Take the line containing "the white column" through the last line of the data and retype those lines exactly. Pictures do not belong in the copy.

:: Dataset extract ::
--- Start ---

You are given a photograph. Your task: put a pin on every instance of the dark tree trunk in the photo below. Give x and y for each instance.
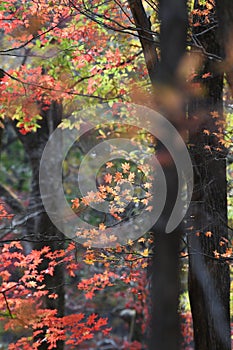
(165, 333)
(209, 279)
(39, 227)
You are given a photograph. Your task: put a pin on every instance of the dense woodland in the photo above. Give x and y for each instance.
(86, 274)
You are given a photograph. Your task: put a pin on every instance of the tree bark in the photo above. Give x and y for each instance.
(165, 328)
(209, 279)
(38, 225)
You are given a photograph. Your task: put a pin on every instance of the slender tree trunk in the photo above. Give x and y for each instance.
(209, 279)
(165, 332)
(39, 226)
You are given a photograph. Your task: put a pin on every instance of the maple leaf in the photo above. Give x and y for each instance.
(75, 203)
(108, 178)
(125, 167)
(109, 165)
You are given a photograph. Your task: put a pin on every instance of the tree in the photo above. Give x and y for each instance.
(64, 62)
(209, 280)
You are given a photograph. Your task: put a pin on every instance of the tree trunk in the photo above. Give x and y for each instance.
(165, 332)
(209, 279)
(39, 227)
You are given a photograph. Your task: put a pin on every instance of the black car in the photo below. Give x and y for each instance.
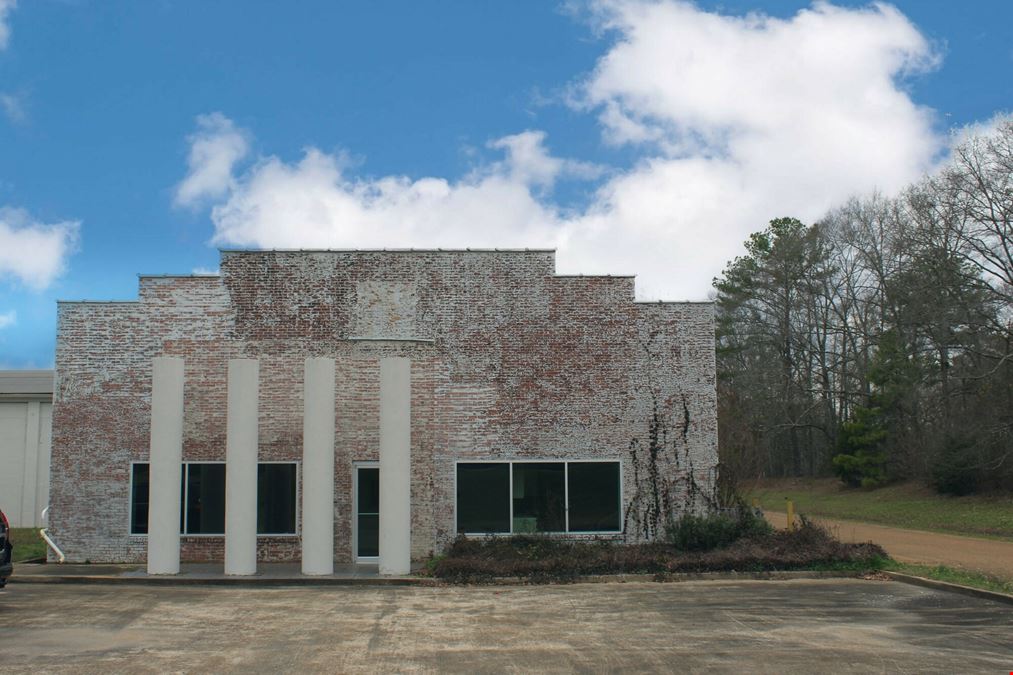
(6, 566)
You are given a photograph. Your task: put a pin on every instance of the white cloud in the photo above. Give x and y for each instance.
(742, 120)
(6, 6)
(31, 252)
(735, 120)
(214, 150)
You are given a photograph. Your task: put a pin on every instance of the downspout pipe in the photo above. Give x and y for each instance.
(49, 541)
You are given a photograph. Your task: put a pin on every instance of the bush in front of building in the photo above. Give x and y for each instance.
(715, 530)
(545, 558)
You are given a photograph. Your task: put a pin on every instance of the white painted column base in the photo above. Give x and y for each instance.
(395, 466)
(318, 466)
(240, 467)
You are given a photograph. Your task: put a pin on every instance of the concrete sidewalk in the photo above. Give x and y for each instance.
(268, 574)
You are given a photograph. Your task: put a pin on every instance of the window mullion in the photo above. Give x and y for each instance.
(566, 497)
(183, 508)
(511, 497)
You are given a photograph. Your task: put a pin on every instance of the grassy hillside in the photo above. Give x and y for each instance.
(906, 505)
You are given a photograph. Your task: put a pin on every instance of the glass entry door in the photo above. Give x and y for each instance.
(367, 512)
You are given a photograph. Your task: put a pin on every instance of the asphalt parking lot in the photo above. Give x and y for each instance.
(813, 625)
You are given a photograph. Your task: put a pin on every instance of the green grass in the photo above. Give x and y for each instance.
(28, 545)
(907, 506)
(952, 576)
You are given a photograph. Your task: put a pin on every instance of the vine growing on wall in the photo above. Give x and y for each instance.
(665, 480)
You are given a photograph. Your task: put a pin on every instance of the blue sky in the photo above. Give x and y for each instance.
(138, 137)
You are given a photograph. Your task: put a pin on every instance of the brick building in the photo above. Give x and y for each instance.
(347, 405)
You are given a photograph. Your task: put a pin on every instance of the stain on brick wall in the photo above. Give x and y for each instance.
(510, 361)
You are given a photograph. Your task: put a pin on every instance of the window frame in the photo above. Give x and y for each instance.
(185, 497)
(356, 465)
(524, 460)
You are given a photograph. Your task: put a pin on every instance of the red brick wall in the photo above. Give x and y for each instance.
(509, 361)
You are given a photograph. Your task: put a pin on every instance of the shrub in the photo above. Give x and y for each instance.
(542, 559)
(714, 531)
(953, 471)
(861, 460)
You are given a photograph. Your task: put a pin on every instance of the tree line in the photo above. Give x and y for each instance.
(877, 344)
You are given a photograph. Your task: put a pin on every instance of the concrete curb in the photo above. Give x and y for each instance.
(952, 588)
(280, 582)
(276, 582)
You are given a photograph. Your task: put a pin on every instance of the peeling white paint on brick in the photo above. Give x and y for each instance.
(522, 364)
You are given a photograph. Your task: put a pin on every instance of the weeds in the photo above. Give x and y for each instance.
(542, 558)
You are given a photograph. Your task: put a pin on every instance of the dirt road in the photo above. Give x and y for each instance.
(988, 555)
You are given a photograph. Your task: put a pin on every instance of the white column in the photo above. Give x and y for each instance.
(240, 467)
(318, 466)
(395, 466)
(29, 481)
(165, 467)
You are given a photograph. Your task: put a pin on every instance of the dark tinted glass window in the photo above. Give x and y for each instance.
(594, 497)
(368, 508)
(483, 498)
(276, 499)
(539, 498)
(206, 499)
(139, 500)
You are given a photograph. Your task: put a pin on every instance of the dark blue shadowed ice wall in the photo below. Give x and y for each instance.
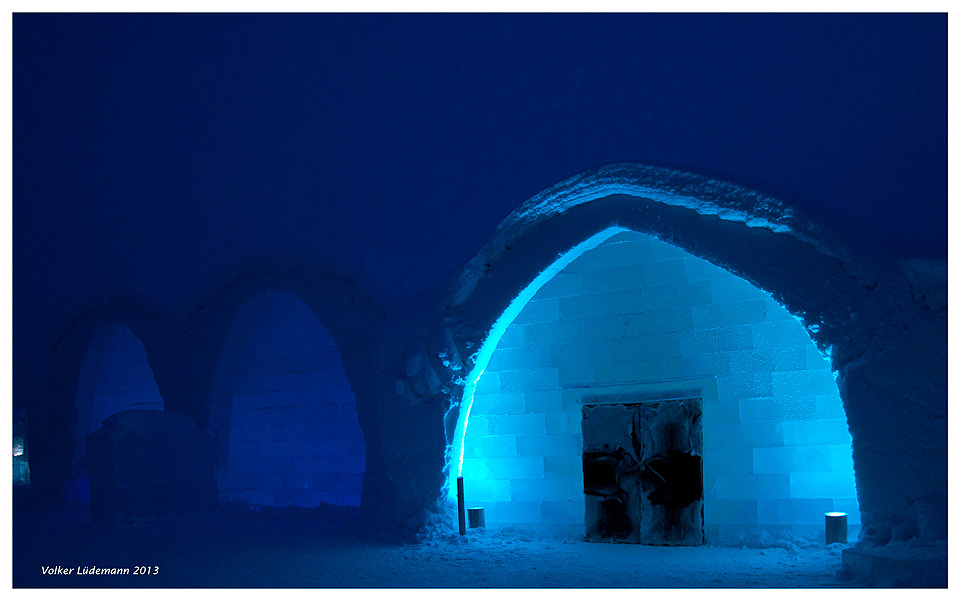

--- End ---

:: Reply to the exercise ::
You are given a photograph. Your task: put a pin on every instance of the white column in the photo above. Give x and y for each instance.
(240, 467)
(318, 466)
(395, 466)
(29, 481)
(165, 467)
You are given a photograph. Your task: put a pin on every instance of the dark tinted glass window in the photo above. Give x and y for each instance.
(594, 497)
(368, 508)
(483, 498)
(276, 499)
(539, 498)
(206, 499)
(139, 500)
You are given a photograph. Your task: put a pin on every instance of the dark blue shadowed ice wall in the photo below. Give x and y for each instance.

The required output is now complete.